[Start of Provided information]

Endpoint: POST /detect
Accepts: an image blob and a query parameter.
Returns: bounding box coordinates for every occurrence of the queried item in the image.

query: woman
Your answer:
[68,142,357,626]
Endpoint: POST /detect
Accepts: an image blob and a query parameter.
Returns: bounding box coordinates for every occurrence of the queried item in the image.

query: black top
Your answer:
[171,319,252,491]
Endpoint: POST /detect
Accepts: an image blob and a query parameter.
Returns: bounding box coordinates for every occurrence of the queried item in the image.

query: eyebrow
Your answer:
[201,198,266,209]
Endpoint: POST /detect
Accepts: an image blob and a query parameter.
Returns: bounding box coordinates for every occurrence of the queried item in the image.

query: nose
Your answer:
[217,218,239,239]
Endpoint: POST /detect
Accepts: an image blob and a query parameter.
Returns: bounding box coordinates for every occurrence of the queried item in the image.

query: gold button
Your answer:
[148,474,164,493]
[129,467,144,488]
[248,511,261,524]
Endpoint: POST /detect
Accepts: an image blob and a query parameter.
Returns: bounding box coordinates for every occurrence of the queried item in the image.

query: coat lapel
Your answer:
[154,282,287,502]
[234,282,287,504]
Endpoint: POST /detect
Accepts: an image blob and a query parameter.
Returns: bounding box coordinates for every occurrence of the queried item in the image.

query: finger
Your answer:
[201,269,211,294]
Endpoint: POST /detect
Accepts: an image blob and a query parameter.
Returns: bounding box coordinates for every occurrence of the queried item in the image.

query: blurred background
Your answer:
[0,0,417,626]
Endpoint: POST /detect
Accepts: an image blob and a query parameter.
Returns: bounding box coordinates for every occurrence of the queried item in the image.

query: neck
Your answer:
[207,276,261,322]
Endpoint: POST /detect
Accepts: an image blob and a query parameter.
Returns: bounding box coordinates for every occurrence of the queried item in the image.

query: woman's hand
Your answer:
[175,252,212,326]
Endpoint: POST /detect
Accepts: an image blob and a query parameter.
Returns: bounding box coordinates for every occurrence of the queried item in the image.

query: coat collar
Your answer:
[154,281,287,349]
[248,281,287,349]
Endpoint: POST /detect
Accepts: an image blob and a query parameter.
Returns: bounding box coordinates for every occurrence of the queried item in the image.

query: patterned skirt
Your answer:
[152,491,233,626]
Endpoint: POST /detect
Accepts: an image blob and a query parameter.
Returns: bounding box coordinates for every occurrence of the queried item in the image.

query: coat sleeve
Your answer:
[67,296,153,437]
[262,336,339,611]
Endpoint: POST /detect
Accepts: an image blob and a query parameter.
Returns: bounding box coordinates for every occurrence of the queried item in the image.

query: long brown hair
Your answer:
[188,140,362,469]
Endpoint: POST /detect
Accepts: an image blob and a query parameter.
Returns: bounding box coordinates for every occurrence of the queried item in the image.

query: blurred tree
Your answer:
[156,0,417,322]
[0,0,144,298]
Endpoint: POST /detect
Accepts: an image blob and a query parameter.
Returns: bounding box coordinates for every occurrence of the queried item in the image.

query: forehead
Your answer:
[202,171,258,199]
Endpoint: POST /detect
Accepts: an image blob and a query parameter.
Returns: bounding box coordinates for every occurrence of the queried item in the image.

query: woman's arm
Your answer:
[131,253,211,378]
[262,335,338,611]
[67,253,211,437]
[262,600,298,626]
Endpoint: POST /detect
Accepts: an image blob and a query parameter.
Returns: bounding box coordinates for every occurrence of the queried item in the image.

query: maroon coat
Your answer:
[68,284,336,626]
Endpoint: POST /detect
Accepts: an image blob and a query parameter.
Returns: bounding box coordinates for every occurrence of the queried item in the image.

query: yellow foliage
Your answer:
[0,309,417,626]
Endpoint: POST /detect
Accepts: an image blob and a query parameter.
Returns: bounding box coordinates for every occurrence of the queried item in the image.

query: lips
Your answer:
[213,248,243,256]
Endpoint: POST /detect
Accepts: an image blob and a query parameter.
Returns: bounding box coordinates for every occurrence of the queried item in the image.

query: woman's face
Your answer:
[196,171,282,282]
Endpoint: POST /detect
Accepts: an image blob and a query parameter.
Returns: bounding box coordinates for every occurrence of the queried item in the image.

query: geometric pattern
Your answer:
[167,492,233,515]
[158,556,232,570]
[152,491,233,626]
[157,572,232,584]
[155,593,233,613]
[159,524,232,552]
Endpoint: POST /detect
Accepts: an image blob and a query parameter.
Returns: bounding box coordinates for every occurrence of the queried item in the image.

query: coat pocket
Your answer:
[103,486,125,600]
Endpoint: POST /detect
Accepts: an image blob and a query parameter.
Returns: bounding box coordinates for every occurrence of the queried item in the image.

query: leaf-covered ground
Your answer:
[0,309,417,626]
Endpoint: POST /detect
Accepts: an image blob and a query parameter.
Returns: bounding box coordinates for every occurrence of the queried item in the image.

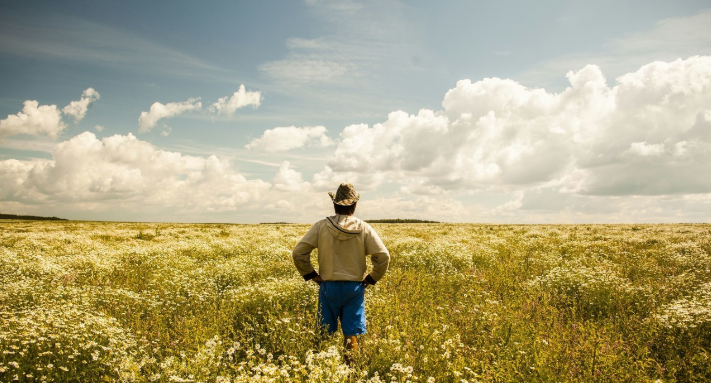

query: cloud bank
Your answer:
[0,100,67,138]
[244,126,333,153]
[0,132,270,212]
[0,56,711,222]
[211,84,262,116]
[138,98,202,133]
[318,56,711,200]
[62,88,101,122]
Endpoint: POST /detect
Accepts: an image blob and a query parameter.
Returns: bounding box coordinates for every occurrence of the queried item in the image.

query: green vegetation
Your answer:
[366,218,439,223]
[0,221,711,382]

[End of Provided information]

What to work on: Leaving aside the images, write out the entries above word for word.

Output below:
Endpoint: POST /detect
Accepts: an image blob and a query parameter.
Returns: bounding box coordinates for every occurrence of the queried item in the image.

query: woman
Your answer:
[68,142,357,626]
Endpoint: POST /detect
Accepts: an image blob and a query parameter.
Returns: bounding box coordinates for every occurrence of the queried item in the image.

query: black top
Your answer:
[171,319,252,491]
Endpoint: POST /detect
Accepts: an image blob and a query parameter.
Returns: bounding box coordinates for every occurrence of the queried item in the image.

query: eyebrow
Your answer:
[201,198,266,209]
Endpoint: POST /detect
Accepts: an image blob and a query parameter.
Returns: bounding box coordinates for every occurrence of the queried item in the image.

query: nose
Your answer:
[217,218,239,239]
Endpoint: POST /detect
Accepts: an image blob and a query parameter.
Returns: bounding box coordinates for every occurrence of the queried item in the image.

query: gold button
Your answer:
[148,474,164,493]
[129,467,144,488]
[248,511,261,524]
Endpoint: POST /detect
Accepts: an image blob and a query parameter.
Returns: bounding box coordinates for every occurrence of the queried item in the image.

query: coat lapel
Your answer:
[154,282,287,502]
[234,282,287,504]
Endpoint: POST /detect
Accepts: an image blob and a query parameter.
Returns: bounding box coordinates for every occurrence of the queried item in the image.

query: finger
Your answer:
[201,269,211,294]
Endpoint: POST /detect
Accepts: an image blob and a query parameter.
Returns: bounding box coordinates for every occurrence of the queried item in the image.

query: blurred background
Your answer:
[0,0,417,626]
Endpoint: POST /detect
Accepts: an image blob and a query parameter.
Returns: bounding box coordinates for every occurrence of the queried item in the image.

query: neck
Your answer:
[207,276,261,322]
Endpoint: POST /detect
Accepts: an image blob and a query parameter.
Returns: bounding box coordinates for every occurrence of the queried item in the image.

query: woman's hand
Your answer:
[175,252,212,326]
Endpoint: POST /detect
Accepts: an image blob and a query parameter.
Returns: bounding box coordinates for every occurrence of the queried item in the image.

query: coat collar
Your answer:
[154,281,287,349]
[248,281,287,349]
Endpoint: POST /detect
Accepts: an image blob and a query parameter.
Returns: bounding box coordinates for every occurrence of the queried item in the image.

query: patterned skirt
Your answer:
[152,491,233,626]
Endpoint: POST /detect
Accepts: an image blob and a query parameter.
Returns: bounding box coordinates for every occurrence of the queried item in the image.

query: coat sleeve
Your answer:
[67,296,153,437]
[262,336,339,611]
Endpoint: POST /detect
Accepts: an image blob and a query parameter.
Returns: bounding box coordinates for every occurrence of the queried item in the image.

query: long brown hair
Your answer:
[188,140,362,469]
Endpoint: POST /detect
Accepts: an image blob and a query parameter.
Returns: bounding box coordinates for every occurrence of the queried item in the image.

query: blurred tree
Your answer:
[156,0,417,322]
[0,0,144,298]
Endpoint: POST /detect
Accepts: an image blob and a query parameter.
Returns: bounding box coordinates for every occurrence of the queried item in the image.

query: forehead
Your answer:
[202,171,258,199]
Endpoint: POST /detect
Accepts: an image blob and a query parameter.
Returns: bounding box coordinates for every occurrence of the queried item in the image.

query: woman's arm
Your answer:
[131,253,211,378]
[262,335,338,611]
[67,253,211,437]
[262,600,298,626]
Endpoint: POST /detect
Accepts: an image blob and a query parameter.
Returns: bounding box coordinates for every occurrence of the queried item in the image.

query: maroon coat
Your answer:
[68,284,336,626]
Endpoint: POST /detect
Accepts: an image blob and a query parameter.
Returns: bounding box coordinates for every occurrence of the queried item in the image.

query: yellow foliage
Your answer:
[0,309,417,626]
Endpoint: POST /detect
Accepts: an image blob and a query parameter.
Returns: bounding box coordinates for every occurrence of the queried item in the image.

query: lips
Your answer:
[213,248,243,256]
Endpoint: POST /detect
Accepts: an image blob and a query parameter.
Returns: bounding box coordinates for every occurrence of the queried item in the image.

query: woman's face
Your answer:
[196,171,282,282]
Endpoint: POST /detect
Accepts: an image blob and a query parameter.
Returns: bounding box coordinates for every occurrence of the queried item in the image.

query: geometric pattern
Your answer:
[167,492,233,515]
[158,556,232,570]
[152,491,233,626]
[157,572,232,584]
[155,593,233,613]
[159,524,232,552]
Endpoint: POST /detect
Accepts: an image blob and a query parameter.
Returns: bounding box coordinates for every occurrence of the queried item in the image.

query: coat pocket
Your answer:
[103,486,125,600]
Endpoint: POST /detect
Accepts: an image blob and a query parameter.
Returns: bounding box coordinates for every occurrence of the queried item in the image.

query: leaf-covered ground
Your answer:
[0,309,417,626]
Endpoint: POST /detect
Accepts: an image blob and a query parameter.
Returns: bounding box coordinates for every occurrence of the queried item in the image.


query: cloud bank
Your answer:
[0,100,67,138]
[244,126,333,153]
[0,132,270,212]
[0,56,711,222]
[211,84,262,116]
[138,98,202,133]
[318,56,711,200]
[62,88,101,122]
Endpoint: POST /detect
Accepts: an image blob and a query parameter.
Returns: bounding box coordinates for every occurrence of the queried item in the image.

query: green vegetation
Your answer:
[366,218,439,223]
[0,221,711,382]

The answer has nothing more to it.